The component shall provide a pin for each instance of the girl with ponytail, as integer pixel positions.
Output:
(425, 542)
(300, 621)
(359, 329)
★ ★ ★
Given problem
Reproduce the material above word for word, keeping every line in the same order.

Written response
The component shall provide a pin for each instance of the girl with ponytail, as integer pixel positions.
Output:
(425, 542)
(300, 621)
(359, 329)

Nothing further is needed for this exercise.